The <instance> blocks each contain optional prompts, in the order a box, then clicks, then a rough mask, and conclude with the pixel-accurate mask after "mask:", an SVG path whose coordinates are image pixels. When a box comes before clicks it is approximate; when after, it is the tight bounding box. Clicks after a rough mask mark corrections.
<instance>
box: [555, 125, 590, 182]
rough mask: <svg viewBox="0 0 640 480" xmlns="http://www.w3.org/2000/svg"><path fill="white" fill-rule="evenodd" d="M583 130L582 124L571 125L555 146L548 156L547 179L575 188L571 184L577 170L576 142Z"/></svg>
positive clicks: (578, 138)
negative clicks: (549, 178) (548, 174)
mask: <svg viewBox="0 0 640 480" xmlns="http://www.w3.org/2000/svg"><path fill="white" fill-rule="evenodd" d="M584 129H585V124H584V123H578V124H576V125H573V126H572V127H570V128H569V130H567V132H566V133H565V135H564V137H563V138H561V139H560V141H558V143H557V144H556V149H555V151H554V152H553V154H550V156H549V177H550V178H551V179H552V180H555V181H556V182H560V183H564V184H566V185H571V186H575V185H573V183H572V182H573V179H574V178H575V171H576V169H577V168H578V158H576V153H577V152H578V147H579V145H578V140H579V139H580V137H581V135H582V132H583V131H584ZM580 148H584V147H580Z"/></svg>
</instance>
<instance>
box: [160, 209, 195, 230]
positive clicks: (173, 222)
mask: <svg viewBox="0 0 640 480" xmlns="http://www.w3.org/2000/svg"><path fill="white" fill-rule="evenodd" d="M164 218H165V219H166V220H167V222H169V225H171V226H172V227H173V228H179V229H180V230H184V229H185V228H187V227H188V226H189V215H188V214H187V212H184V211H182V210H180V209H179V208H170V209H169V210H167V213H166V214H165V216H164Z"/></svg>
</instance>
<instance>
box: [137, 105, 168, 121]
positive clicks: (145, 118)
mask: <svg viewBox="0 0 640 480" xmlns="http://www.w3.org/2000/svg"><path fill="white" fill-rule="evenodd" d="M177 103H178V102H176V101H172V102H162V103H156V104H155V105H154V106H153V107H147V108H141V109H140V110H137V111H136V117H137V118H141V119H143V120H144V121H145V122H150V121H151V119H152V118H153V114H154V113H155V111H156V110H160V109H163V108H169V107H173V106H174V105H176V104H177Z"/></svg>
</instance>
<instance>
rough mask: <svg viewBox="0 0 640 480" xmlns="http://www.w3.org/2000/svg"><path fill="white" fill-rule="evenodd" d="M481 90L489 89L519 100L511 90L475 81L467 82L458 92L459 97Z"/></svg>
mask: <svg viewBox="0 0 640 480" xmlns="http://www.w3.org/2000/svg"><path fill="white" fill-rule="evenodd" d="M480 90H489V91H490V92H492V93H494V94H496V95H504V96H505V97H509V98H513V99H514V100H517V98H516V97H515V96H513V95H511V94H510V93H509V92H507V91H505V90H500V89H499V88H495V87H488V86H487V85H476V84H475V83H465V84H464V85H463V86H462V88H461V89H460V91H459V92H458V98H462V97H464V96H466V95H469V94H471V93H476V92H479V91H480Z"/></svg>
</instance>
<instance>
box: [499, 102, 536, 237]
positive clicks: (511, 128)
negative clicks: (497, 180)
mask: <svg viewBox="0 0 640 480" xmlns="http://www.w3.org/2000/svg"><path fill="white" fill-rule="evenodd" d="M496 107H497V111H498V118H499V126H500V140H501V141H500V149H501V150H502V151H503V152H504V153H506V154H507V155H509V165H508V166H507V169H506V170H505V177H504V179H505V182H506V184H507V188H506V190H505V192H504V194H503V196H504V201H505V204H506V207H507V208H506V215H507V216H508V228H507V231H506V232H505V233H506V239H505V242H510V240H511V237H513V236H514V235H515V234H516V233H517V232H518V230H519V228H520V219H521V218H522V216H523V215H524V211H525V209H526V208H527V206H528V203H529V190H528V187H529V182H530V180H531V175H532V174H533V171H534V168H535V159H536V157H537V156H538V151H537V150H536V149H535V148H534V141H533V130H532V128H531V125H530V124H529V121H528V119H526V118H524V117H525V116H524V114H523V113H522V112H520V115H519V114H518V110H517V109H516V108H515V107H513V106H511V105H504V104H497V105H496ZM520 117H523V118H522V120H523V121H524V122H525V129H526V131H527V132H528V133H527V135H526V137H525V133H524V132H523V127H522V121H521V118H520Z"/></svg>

* _Task objective_:
Beginning with the very first line of the material above, give each line again exactly, ending with the line that contains "box: [555, 125, 590, 182]".

* _Output of the exercise_:
The <instance> blocks each contain optional prompts, in the order a box, then clicks, then a rough mask, and conclude with the pixel-accurate mask after "mask:", an SVG path whose coordinates are image pixels. When a box comes before clicks it is approximate; when after, it is the tight bounding box. Clicks after a rough mask mark corrections.
<instance>
box: [555, 125, 590, 182]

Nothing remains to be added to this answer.